WHAT IS BEING ASKED –
Reproduce the records below exactly, but only between the lines holding "like (170, 163)." and "like (36, 358).", inclusive.

WORKING DATA –
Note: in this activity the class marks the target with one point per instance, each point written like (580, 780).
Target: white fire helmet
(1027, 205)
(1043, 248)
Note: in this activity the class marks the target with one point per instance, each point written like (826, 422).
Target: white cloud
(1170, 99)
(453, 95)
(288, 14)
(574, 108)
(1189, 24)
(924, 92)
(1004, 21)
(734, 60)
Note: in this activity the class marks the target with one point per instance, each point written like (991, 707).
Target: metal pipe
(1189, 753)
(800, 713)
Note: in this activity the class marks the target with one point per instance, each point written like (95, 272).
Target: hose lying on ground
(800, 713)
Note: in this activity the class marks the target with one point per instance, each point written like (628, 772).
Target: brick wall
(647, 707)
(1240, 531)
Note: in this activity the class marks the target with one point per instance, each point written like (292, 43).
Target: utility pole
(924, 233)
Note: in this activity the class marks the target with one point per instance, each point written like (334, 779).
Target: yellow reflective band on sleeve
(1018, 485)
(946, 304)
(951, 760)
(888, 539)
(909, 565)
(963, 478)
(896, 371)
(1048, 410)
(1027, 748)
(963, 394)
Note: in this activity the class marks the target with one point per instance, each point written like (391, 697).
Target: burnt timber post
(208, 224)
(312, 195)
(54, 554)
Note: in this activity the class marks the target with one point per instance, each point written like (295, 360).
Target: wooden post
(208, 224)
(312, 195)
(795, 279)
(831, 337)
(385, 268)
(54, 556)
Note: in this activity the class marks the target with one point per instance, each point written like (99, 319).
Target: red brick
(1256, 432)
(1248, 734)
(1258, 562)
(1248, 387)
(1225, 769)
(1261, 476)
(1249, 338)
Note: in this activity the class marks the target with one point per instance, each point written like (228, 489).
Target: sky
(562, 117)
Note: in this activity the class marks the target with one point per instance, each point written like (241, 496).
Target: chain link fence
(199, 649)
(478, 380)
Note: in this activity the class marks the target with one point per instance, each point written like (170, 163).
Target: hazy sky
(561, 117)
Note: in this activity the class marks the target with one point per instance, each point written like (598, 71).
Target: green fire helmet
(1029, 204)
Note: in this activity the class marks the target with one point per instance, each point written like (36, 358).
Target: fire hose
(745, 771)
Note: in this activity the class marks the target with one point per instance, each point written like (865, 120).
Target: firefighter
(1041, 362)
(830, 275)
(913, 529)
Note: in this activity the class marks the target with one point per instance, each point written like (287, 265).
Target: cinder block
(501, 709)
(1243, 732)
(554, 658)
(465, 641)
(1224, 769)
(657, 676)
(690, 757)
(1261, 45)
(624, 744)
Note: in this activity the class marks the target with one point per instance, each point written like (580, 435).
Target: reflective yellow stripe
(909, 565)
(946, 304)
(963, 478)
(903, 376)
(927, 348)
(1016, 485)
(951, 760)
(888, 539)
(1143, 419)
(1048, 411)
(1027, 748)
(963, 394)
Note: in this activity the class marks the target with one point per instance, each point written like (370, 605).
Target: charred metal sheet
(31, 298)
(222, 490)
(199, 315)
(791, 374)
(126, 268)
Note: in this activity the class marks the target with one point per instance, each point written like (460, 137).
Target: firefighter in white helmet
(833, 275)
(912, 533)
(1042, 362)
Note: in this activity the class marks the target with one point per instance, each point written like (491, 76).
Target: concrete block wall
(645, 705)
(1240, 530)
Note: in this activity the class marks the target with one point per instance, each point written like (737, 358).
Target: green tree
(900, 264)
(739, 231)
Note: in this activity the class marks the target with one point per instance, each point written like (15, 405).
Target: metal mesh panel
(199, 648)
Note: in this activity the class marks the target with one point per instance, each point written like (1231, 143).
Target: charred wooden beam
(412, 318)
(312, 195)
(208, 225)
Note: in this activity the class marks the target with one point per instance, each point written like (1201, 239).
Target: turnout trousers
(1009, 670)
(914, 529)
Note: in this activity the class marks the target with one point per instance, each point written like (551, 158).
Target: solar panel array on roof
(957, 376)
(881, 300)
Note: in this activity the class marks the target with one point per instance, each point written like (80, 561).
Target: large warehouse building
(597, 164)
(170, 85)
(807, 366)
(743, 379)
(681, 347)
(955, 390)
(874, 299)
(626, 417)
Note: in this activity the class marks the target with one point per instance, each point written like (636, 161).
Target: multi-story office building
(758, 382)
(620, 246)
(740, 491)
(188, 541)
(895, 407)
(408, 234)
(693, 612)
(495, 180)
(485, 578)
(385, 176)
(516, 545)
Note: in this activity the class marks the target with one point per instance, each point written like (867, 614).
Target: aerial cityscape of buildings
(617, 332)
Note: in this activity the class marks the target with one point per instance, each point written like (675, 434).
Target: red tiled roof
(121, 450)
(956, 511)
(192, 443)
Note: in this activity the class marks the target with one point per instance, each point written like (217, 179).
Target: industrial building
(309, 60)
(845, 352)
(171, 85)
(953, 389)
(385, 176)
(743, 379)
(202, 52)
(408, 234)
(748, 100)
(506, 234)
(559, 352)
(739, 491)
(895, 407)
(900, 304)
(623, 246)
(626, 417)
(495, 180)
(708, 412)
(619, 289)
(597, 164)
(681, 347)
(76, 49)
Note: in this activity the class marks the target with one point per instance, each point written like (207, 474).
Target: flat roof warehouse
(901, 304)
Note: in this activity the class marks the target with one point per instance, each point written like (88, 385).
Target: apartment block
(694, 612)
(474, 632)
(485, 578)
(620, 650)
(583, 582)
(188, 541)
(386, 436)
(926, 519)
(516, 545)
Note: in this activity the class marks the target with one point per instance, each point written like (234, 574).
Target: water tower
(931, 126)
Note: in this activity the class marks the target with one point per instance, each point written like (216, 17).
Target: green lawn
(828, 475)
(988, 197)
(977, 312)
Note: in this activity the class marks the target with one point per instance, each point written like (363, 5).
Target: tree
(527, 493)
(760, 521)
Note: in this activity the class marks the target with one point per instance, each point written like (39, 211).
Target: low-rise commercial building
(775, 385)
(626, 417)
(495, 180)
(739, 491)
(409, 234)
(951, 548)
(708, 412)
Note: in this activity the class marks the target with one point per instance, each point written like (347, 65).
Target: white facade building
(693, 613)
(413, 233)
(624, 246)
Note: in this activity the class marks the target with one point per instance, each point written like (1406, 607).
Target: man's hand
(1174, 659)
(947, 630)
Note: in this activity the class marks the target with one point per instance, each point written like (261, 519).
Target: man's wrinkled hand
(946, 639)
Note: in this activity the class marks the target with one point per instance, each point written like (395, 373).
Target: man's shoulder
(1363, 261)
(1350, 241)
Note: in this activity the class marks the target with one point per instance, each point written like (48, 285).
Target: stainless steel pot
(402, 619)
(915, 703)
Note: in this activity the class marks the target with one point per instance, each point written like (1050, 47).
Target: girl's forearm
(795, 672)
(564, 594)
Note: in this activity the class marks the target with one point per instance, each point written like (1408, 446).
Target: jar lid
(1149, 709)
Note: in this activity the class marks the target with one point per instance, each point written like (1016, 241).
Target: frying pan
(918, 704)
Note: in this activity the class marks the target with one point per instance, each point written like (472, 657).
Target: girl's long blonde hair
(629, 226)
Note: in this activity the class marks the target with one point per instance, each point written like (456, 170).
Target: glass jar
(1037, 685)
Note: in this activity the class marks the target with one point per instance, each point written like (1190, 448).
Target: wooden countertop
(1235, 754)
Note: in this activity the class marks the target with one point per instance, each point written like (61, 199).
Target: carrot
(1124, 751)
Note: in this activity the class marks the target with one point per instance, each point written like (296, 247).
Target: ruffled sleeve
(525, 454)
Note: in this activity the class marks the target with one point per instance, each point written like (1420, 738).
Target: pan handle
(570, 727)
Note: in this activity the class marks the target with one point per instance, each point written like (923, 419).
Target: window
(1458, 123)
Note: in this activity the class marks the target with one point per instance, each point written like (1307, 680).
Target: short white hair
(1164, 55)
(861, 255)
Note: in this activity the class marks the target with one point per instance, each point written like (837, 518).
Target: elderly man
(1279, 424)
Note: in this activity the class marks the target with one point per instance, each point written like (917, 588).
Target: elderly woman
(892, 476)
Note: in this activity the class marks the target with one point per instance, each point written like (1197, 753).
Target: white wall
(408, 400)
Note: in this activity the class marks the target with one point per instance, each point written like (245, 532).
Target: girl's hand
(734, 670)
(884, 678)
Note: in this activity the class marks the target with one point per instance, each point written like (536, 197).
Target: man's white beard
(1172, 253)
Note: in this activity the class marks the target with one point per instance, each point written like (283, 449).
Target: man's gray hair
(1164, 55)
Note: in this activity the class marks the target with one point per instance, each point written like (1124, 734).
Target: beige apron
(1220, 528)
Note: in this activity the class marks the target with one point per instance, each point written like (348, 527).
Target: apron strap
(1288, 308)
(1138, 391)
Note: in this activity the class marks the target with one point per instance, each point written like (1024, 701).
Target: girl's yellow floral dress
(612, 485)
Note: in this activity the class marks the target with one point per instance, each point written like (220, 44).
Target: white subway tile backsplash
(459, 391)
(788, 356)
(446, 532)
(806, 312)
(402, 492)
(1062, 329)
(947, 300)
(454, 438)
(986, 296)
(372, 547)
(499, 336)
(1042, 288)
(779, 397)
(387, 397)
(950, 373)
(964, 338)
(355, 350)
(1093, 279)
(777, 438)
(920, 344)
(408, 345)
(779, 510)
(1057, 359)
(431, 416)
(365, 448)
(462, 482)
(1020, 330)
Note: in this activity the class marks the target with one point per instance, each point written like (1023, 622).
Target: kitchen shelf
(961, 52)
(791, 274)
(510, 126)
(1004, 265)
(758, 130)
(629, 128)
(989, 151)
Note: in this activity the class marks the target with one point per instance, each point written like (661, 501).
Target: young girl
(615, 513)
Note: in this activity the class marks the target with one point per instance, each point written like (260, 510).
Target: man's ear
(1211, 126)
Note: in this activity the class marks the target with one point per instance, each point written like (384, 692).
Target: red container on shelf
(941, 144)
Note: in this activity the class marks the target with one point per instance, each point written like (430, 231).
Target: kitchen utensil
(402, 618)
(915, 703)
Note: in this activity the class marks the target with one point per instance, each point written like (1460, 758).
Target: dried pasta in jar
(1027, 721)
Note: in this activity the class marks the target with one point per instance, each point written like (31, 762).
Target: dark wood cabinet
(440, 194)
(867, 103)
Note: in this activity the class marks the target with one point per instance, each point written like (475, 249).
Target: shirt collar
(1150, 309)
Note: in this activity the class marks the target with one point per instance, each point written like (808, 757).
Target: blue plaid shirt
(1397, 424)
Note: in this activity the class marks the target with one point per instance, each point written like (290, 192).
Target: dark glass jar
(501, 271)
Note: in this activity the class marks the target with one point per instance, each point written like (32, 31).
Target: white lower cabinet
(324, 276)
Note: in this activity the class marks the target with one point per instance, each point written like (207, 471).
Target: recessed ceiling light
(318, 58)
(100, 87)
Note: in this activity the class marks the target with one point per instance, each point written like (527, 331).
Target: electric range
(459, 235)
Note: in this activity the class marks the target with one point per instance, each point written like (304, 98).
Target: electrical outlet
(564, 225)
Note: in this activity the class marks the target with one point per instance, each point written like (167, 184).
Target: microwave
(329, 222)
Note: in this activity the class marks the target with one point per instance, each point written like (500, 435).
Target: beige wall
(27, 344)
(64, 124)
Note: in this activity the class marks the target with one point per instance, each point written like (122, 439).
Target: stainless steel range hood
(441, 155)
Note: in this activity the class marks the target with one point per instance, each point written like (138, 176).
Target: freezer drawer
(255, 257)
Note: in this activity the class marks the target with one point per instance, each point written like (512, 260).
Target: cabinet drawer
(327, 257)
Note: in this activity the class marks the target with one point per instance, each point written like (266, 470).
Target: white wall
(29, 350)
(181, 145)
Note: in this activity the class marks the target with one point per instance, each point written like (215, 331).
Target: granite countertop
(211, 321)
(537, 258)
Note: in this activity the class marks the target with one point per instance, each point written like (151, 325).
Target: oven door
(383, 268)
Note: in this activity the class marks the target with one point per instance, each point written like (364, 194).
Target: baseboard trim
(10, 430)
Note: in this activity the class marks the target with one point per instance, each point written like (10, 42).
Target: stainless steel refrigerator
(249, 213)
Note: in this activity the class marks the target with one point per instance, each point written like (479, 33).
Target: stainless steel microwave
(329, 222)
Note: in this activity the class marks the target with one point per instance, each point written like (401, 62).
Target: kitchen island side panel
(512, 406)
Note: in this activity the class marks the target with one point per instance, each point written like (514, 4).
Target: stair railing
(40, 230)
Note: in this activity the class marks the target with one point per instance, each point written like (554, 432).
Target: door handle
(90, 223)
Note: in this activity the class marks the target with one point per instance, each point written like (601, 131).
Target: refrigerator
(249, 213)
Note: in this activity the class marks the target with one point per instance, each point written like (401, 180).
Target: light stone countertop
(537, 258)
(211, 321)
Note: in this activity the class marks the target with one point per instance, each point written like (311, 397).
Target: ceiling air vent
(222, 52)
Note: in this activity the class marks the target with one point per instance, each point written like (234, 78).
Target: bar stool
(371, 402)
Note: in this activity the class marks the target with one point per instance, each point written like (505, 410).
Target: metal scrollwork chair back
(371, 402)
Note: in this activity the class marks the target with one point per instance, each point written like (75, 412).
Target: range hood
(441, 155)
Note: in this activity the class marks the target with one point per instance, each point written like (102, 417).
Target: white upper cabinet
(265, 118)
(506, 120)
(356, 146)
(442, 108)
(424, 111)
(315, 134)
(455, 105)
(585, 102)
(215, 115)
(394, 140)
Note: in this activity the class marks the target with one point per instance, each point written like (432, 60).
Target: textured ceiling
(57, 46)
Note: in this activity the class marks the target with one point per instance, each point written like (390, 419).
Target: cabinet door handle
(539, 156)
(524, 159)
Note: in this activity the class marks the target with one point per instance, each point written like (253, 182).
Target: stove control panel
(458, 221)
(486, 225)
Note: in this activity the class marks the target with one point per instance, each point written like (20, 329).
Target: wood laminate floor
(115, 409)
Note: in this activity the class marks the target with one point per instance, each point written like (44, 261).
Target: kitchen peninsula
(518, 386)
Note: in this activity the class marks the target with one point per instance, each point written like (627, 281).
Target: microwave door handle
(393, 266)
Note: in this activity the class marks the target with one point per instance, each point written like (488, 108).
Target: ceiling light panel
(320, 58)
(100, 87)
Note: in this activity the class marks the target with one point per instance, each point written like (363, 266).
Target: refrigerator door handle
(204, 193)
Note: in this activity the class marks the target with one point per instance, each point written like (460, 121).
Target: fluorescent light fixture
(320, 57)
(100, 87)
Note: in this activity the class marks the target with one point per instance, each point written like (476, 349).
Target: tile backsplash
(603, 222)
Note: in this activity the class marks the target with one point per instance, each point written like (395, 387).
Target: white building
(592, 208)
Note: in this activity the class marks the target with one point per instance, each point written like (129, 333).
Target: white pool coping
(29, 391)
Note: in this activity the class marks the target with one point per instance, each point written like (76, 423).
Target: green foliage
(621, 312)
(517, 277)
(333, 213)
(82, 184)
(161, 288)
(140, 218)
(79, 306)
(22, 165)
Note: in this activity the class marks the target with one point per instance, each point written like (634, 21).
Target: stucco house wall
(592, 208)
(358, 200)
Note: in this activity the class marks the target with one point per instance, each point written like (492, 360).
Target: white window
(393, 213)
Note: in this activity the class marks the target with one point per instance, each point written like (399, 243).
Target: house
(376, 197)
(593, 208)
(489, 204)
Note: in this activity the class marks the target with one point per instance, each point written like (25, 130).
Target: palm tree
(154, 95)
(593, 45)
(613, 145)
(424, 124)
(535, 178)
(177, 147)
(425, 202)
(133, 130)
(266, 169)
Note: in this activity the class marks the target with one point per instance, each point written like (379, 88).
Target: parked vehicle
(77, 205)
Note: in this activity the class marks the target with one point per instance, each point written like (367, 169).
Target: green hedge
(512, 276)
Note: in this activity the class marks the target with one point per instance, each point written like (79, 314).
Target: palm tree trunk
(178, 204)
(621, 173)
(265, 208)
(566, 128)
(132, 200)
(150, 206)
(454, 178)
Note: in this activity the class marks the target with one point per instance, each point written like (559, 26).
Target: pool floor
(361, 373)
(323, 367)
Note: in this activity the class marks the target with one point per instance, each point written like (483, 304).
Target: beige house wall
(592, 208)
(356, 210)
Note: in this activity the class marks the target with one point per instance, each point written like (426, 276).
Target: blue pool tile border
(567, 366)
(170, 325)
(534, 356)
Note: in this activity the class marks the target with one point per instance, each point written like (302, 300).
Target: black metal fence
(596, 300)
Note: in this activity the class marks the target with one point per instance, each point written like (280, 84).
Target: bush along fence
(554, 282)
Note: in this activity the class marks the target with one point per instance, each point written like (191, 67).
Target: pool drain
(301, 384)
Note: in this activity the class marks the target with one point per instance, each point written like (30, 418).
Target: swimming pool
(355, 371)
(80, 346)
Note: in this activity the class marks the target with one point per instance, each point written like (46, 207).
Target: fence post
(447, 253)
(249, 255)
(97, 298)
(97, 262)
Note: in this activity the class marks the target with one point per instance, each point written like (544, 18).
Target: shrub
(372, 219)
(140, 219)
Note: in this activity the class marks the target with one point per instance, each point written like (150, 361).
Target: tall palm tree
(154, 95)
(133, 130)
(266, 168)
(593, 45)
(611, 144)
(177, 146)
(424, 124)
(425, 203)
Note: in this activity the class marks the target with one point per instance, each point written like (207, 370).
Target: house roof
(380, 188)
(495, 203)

WRITTEN RESPONSE –
Note: in this activity the class marks the target with one point per instance, each point written like (170, 163).
Target: hazy sky
(561, 117)
Note: in this activity the class marks the target with one point per instance, each point written like (598, 71).
Target: green fire helmet
(1029, 204)
Note: in this activity the class marks the target with one point per instance, each point written like (36, 358).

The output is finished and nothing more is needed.